Job A ::
Revise the passage on higher education, starting at "Colorado’s Commision on" and ending at "reaching that goal.", so that "target" stands in place of "goal" throughout that span.

For many learners, higher education presents a constant roller coaster of “how do  I?” How do I register, pay for school, or even know a degree will pave the way to my desired outcome? This is in addition to other needs, such as health and wellness, safety, and memorable campus experiences. It is clear that higher education also must be in the service provision business.

Consider the countless businesses around us that are product-based yet rely heavily on strong service —think restaurants, auto sales, or grocery stores. If the true priority of education providers is their learners, then an experimental approach rooted in continuous improvement, exceptional customer service, ongoing re-invention and innovation inside and  outside the classroom is imperative.

As we examine both the product and service of higher education, we must remove the decades-old barriers that limit access. We must increase affordability by lowering the time to completion and modernize inter-institutional partnerships. We must normalize the alignment of teaching practices to meet learners at their dynamic learning styles. And, we must strive to improve completion rates. States have recognized these needs and are acting, including in our own backyard.

Colorado’s Commision on Higher Education has set a goal that 66% of adults in Colorado possess a higher education credential by 2025. The perceived  value of a credential is integral to reaching that goal.

Colorado commissioned the 2021 Higher  Education Return on Investment Report that assessed questions pertaining to the value of a higher education credential — a.k.a the product. The short answer is that while it depends on the field of study, a higher education credential does pay dividends, sustaining many positive economic, social, and civic outcomes for the state and region.

TODAY’S UNDERWRITER

Taking stock of programs is essential to  creating a robust menu of services to drive completion and the state’s return on investment. Programs offering middle and high school students career exploration encourage active learning beyond the classroom; making these programs available for all learners early could be powerful. Also, Lifelong Learning Accounts — portable, individual, employer-matched accounts dedicated to an employee’s continual workforce training — could bring sustained value to the region, proactively building a modern global workforce. The state can be a test bed to experiment with creative approaches.

Job B ::
Copy verbatim the lines of the data listing starting at the line that contains "the blurred green" and ending at the line that contains "column 178, row 181", with both of those lines included.

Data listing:
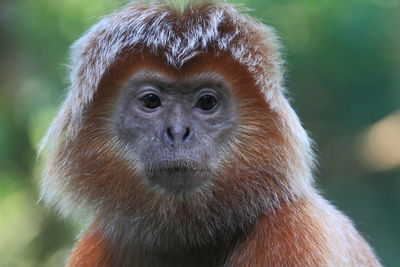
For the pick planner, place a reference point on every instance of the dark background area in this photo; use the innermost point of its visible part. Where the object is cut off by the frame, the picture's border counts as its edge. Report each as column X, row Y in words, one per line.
column 343, row 75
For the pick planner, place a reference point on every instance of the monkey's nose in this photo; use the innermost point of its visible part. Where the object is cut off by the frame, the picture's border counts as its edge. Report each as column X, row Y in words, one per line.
column 178, row 134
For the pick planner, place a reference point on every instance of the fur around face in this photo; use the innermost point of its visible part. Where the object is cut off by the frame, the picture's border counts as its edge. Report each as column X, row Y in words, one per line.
column 178, row 37
column 263, row 187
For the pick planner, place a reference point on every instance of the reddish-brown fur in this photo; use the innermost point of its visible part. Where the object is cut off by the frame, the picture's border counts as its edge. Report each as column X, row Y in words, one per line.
column 260, row 208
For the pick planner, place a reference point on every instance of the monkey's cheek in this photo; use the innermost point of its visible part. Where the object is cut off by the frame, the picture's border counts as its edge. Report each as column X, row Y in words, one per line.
column 178, row 182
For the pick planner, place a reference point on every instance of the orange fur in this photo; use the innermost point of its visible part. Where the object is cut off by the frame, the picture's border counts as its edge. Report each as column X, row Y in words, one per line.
column 260, row 209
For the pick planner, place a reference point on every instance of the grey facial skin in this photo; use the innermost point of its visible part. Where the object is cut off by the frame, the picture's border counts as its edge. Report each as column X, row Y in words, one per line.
column 176, row 128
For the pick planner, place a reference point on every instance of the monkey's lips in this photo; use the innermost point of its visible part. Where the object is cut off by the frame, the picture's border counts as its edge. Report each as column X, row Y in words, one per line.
column 178, row 178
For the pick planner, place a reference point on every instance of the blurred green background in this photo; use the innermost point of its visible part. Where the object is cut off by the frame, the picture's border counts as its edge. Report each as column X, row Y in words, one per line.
column 343, row 74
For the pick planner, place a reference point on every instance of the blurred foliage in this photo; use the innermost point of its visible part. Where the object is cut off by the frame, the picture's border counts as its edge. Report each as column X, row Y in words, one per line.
column 343, row 62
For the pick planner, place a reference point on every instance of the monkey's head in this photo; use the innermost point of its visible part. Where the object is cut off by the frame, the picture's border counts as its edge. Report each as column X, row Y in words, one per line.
column 176, row 126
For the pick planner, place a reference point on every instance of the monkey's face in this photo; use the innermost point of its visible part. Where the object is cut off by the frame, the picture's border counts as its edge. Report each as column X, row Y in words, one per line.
column 176, row 126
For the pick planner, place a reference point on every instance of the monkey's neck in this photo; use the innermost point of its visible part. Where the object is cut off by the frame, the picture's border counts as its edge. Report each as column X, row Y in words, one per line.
column 95, row 249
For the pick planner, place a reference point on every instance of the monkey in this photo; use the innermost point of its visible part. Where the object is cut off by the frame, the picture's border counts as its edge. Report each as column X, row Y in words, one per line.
column 177, row 141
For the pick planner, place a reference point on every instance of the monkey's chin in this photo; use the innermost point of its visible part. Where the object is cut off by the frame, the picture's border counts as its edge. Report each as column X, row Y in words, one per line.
column 178, row 181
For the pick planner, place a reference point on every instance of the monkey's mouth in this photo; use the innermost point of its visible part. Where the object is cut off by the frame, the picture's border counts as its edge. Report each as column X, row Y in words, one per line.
column 178, row 178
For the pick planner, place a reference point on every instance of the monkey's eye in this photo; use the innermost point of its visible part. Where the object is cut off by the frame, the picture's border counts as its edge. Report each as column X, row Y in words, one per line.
column 206, row 102
column 151, row 101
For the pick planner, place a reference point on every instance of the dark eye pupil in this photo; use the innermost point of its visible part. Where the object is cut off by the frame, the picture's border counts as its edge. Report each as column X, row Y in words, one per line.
column 151, row 101
column 206, row 102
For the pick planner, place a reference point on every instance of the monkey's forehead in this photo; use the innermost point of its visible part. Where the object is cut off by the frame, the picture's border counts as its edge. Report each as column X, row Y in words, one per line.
column 178, row 37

Written answer A ::
Colorado’s Commision on Higher Education has set a target that 66% of adults in Colorado possess a higher education credential by 2025. The perceived  value of a credential is integral to reaching that target.

Written answer B ::
For the pick planner, place a reference point on every instance of the blurred green background in this photo; use the innermost point of its visible part. Where the object is cut off by the frame, the picture's border counts as its edge. Report each as column X, row Y in words, one per line.
column 343, row 74
For the pick planner, place a reference point on every instance of the blurred foliage in this photo; use the innermost point of its visible part. Where the object is cut off by the frame, the picture's border counts as its edge. Report each as column X, row Y in words, one per line.
column 343, row 62
For the pick planner, place a reference point on every instance of the monkey's head in this photo; use the innermost point of its visible part. Where the object is cut off by the frame, the picture's border counts as its edge. Report each as column X, row Y in words, one per line.
column 176, row 126
For the pick planner, place a reference point on every instance of the monkey's face in this photo; use the innermost point of its visible part. Where the object is cut off by the frame, the picture's border counts as its edge. Report each as column X, row Y in words, one per line.
column 176, row 126
For the pick planner, place a reference point on every instance of the monkey's neck in this photo; use the innermost point of its visible part. Where the object is cut off by the frame, the picture's border counts as its edge. Report each as column X, row Y in words, one per line.
column 95, row 249
For the pick planner, place a reference point on every instance of the monkey in this photo; use the innermost point of its visible part. Where the object is cut off by the frame, the picture's border counts as its edge. Report each as column X, row Y in words, one per line.
column 177, row 141
For the pick planner, place a reference point on every instance of the monkey's chin in this photo; use the innermost point of its visible part. Where the object is cut off by the frame, the picture's border counts as its edge. Report each as column X, row Y in words, one per line.
column 178, row 181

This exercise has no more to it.